▶ Data rows
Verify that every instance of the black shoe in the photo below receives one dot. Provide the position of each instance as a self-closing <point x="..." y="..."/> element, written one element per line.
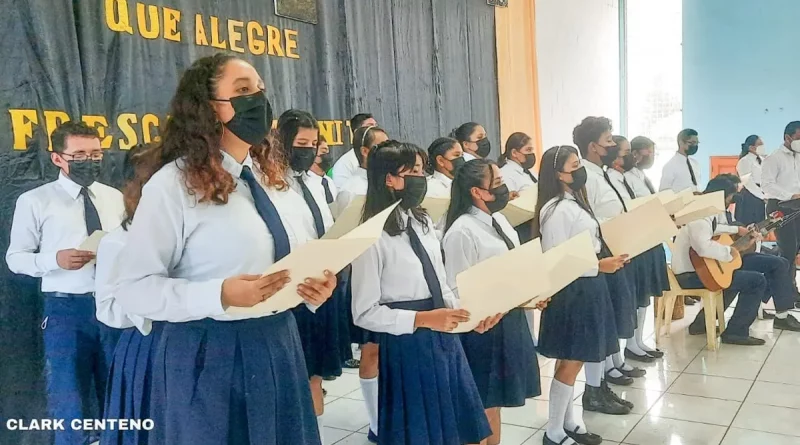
<point x="613" y="396"/>
<point x="596" y="399"/>
<point x="586" y="438"/>
<point x="786" y="324"/>
<point x="622" y="380"/>
<point x="647" y="358"/>
<point x="742" y="340"/>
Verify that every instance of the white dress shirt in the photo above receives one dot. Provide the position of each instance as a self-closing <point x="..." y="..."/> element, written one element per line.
<point x="179" y="251"/>
<point x="51" y="218"/>
<point x="698" y="236"/>
<point x="780" y="174"/>
<point x="515" y="177"/>
<point x="602" y="198"/>
<point x="565" y="219"/>
<point x="636" y="179"/>
<point x="344" y="168"/>
<point x="750" y="165"/>
<point x="389" y="272"/>
<point x="473" y="239"/>
<point x="109" y="311"/>
<point x="676" y="176"/>
<point x="355" y="186"/>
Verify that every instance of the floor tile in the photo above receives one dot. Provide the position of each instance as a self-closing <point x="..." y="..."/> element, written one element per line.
<point x="769" y="419"/>
<point x="738" y="436"/>
<point x="345" y="414"/>
<point x="695" y="409"/>
<point x="660" y="431"/>
<point x="775" y="394"/>
<point x="711" y="386"/>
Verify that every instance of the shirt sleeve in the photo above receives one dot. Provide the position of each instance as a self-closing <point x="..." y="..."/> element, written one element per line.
<point x="143" y="285"/>
<point x="23" y="256"/>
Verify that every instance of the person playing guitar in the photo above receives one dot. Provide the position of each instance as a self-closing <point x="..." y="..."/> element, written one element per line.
<point x="760" y="276"/>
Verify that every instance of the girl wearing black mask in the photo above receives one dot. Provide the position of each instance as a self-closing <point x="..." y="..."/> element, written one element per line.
<point x="427" y="393"/>
<point x="578" y="325"/>
<point x="503" y="360"/>
<point x="473" y="139"/>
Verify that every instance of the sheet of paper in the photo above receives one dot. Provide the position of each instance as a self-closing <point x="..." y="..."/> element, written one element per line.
<point x="311" y="259"/>
<point x="501" y="283"/>
<point x="639" y="230"/>
<point x="348" y="220"/>
<point x="565" y="263"/>
<point x="522" y="209"/>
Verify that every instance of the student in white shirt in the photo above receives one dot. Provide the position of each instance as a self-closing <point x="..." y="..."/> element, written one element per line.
<point x="682" y="171"/>
<point x="503" y="360"/>
<point x="473" y="139"/>
<point x="50" y="223"/>
<point x="210" y="222"/>
<point x="578" y="324"/>
<point x="751" y="206"/>
<point x="348" y="164"/>
<point x="427" y="393"/>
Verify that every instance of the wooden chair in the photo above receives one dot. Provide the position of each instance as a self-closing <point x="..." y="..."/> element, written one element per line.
<point x="713" y="305"/>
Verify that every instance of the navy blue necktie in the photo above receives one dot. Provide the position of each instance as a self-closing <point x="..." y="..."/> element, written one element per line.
<point x="266" y="209"/>
<point x="328" y="194"/>
<point x="427" y="267"/>
<point x="90" y="213"/>
<point x="319" y="226"/>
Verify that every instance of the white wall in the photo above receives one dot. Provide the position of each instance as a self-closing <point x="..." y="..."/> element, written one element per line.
<point x="577" y="48"/>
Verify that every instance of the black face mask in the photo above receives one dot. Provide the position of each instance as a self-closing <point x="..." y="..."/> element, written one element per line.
<point x="252" y="118"/>
<point x="578" y="179"/>
<point x="501" y="197"/>
<point x="414" y="191"/>
<point x="84" y="173"/>
<point x="484" y="147"/>
<point x="302" y="158"/>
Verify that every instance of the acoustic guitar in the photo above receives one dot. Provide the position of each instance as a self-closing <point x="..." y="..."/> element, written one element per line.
<point x="717" y="275"/>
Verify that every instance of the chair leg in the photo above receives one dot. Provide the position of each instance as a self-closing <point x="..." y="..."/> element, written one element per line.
<point x="711" y="326"/>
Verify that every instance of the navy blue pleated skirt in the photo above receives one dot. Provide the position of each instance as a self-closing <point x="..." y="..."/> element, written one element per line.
<point x="427" y="394"/>
<point x="232" y="382"/>
<point x="325" y="335"/>
<point x="578" y="323"/>
<point x="129" y="383"/>
<point x="503" y="362"/>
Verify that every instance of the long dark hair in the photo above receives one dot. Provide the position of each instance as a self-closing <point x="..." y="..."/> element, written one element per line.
<point x="515" y="142"/>
<point x="439" y="147"/>
<point x="193" y="133"/>
<point x="550" y="186"/>
<point x="471" y="174"/>
<point x="751" y="140"/>
<point x="390" y="157"/>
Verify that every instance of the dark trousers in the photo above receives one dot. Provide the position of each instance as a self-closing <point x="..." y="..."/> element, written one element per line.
<point x="78" y="351"/>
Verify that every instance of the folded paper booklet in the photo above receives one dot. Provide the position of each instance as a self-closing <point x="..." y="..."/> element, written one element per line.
<point x="702" y="206"/>
<point x="501" y="283"/>
<point x="639" y="230"/>
<point x="309" y="260"/>
<point x="522" y="209"/>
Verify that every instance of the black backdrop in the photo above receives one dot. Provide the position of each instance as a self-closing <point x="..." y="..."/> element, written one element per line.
<point x="421" y="66"/>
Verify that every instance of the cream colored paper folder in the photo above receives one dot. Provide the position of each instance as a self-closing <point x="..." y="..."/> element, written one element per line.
<point x="312" y="258"/>
<point x="565" y="263"/>
<point x="639" y="230"/>
<point x="522" y="209"/>
<point x="501" y="283"/>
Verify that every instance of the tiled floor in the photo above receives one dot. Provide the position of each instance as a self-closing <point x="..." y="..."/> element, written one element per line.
<point x="734" y="396"/>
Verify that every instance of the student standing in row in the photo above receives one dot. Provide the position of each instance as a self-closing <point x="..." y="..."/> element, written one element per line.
<point x="210" y="221"/>
<point x="427" y="393"/>
<point x="578" y="325"/>
<point x="49" y="224"/>
<point x="503" y="360"/>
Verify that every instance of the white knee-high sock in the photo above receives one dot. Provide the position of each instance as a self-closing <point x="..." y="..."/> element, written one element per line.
<point x="369" y="389"/>
<point x="560" y="402"/>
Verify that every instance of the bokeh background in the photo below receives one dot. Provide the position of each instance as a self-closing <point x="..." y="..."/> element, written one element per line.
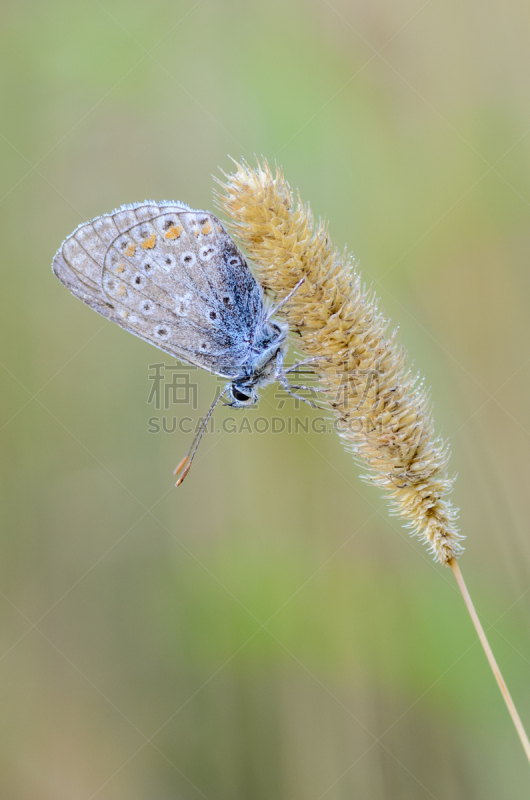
<point x="267" y="630"/>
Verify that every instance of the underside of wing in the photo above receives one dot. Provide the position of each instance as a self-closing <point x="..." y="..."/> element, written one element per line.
<point x="171" y="276"/>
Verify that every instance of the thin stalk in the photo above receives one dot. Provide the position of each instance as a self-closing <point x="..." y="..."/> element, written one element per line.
<point x="453" y="563"/>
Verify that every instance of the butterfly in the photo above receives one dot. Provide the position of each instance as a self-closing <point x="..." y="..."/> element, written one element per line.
<point x="173" y="276"/>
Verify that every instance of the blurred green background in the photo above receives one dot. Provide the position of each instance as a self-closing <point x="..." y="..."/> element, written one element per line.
<point x="267" y="630"/>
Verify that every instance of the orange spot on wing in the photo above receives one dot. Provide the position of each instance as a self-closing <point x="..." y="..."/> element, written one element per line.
<point x="149" y="243"/>
<point x="174" y="232"/>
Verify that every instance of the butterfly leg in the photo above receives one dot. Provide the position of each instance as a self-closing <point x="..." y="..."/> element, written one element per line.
<point x="185" y="465"/>
<point x="288" y="387"/>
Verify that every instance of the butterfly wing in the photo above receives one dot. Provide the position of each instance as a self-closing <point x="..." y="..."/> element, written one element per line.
<point x="170" y="275"/>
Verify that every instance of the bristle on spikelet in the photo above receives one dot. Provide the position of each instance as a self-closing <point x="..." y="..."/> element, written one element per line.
<point x="382" y="412"/>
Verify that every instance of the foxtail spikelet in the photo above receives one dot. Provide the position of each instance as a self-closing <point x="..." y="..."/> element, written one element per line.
<point x="382" y="411"/>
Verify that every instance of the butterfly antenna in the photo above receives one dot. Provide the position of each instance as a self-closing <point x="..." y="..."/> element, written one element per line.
<point x="185" y="465"/>
<point x="285" y="299"/>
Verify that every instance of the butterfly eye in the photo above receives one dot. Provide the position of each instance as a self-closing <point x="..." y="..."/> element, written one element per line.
<point x="188" y="259"/>
<point x="239" y="396"/>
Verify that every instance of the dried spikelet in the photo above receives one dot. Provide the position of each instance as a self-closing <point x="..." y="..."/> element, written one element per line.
<point x="382" y="411"/>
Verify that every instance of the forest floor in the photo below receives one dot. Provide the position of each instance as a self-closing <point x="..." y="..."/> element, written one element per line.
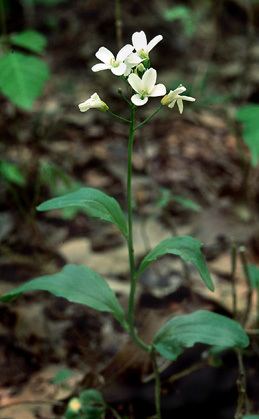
<point x="197" y="156"/>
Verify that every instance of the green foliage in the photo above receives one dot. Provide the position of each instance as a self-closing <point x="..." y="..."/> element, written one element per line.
<point x="77" y="284"/>
<point x="188" y="248"/>
<point x="248" y="115"/>
<point x="31" y="40"/>
<point x="22" y="78"/>
<point x="62" y="375"/>
<point x="96" y="204"/>
<point x="11" y="173"/>
<point x="199" y="327"/>
<point x="89" y="405"/>
<point x="253" y="271"/>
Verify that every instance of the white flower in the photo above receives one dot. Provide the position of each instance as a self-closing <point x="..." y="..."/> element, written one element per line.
<point x="131" y="61"/>
<point x="109" y="62"/>
<point x="145" y="87"/>
<point x="94" y="102"/>
<point x="174" y="97"/>
<point x="139" y="41"/>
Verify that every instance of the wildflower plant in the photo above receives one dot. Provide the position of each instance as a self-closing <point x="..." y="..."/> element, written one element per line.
<point x="80" y="284"/>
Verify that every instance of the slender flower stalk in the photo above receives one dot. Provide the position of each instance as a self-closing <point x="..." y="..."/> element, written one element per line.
<point x="133" y="273"/>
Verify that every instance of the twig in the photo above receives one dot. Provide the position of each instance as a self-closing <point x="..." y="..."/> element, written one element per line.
<point x="21" y="402"/>
<point x="241" y="387"/>
<point x="157" y="385"/>
<point x="242" y="252"/>
<point x="187" y="371"/>
<point x="233" y="279"/>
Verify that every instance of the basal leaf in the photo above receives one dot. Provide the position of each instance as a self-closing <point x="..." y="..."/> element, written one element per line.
<point x="188" y="248"/>
<point x="22" y="78"/>
<point x="31" y="40"/>
<point x="248" y="115"/>
<point x="199" y="327"/>
<point x="77" y="284"/>
<point x="96" y="203"/>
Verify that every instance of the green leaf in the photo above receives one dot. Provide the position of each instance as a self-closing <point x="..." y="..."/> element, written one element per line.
<point x="77" y="284"/>
<point x="89" y="405"/>
<point x="11" y="173"/>
<point x="188" y="248"/>
<point x="199" y="327"/>
<point x="31" y="40"/>
<point x="22" y="78"/>
<point x="96" y="203"/>
<point x="253" y="272"/>
<point x="248" y="115"/>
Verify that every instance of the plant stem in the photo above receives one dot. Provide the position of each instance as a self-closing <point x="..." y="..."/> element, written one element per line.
<point x="118" y="23"/>
<point x="157" y="385"/>
<point x="118" y="116"/>
<point x="233" y="279"/>
<point x="242" y="252"/>
<point x="241" y="386"/>
<point x="133" y="275"/>
<point x="148" y="118"/>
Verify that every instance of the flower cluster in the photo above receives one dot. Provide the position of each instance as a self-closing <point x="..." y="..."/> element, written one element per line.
<point x="132" y="64"/>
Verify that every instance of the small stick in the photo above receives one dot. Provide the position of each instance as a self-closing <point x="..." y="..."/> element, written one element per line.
<point x="233" y="279"/>
<point x="242" y="252"/>
<point x="241" y="387"/>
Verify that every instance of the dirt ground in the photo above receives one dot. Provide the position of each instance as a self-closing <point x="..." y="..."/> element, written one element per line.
<point x="199" y="156"/>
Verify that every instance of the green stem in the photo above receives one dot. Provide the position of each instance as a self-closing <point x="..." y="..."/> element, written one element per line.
<point x="233" y="279"/>
<point x="118" y="23"/>
<point x="118" y="116"/>
<point x="133" y="275"/>
<point x="157" y="386"/>
<point x="148" y="118"/>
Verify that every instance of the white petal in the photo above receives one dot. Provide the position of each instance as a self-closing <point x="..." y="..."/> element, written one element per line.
<point x="120" y="70"/>
<point x="136" y="99"/>
<point x="171" y="105"/>
<point x="133" y="59"/>
<point x="159" y="90"/>
<point x="149" y="80"/>
<point x="135" y="82"/>
<point x="188" y="98"/>
<point x="139" y="41"/>
<point x="180" y="105"/>
<point x="100" y="67"/>
<point x="180" y="89"/>
<point x="124" y="52"/>
<point x="84" y="106"/>
<point x="104" y="55"/>
<point x="154" y="42"/>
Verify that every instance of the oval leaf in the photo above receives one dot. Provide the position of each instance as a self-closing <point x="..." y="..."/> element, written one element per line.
<point x="199" y="327"/>
<point x="77" y="284"/>
<point x="22" y="78"/>
<point x="188" y="248"/>
<point x="96" y="203"/>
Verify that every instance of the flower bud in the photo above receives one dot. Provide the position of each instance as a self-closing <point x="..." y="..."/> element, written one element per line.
<point x="93" y="103"/>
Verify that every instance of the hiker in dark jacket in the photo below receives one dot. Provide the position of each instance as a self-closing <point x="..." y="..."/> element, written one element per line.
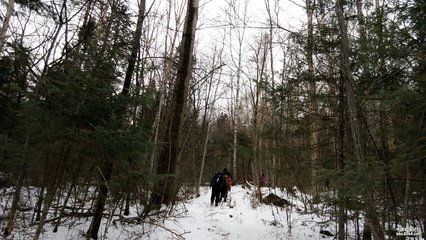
<point x="226" y="187"/>
<point x="216" y="184"/>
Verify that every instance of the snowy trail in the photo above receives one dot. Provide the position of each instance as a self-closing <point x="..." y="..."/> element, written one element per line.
<point x="242" y="221"/>
<point x="196" y="219"/>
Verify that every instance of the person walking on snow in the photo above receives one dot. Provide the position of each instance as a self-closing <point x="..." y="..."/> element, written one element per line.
<point x="217" y="182"/>
<point x="228" y="183"/>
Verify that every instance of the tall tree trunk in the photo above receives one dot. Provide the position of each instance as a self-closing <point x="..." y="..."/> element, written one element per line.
<point x="6" y="22"/>
<point x="203" y="159"/>
<point x="170" y="156"/>
<point x="313" y="125"/>
<point x="341" y="161"/>
<point x="100" y="201"/>
<point x="348" y="81"/>
<point x="135" y="48"/>
<point x="18" y="186"/>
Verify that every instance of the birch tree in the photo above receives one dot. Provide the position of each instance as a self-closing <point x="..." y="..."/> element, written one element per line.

▶ Instructions to follow
In the listing above, find the line containing "Verify that every instance of the tall" and please quote exactly that line through the last one, and no other lines.

▶ The output
Verify that every instance of the tall tree trunk in the photo above receives one dot. Provide the position of each instance as a self-closing <point x="..." y="..."/> element, written one element per line.
<point x="6" y="22"/>
<point x="203" y="159"/>
<point x="170" y="156"/>
<point x="313" y="125"/>
<point x="341" y="161"/>
<point x="100" y="201"/>
<point x="348" y="81"/>
<point x="135" y="48"/>
<point x="18" y="186"/>
Verify that every instance of the birch tree in the photo above receives one dot. Provide the position of each instance as a self-closing <point x="..." y="..."/> element, written one element per line.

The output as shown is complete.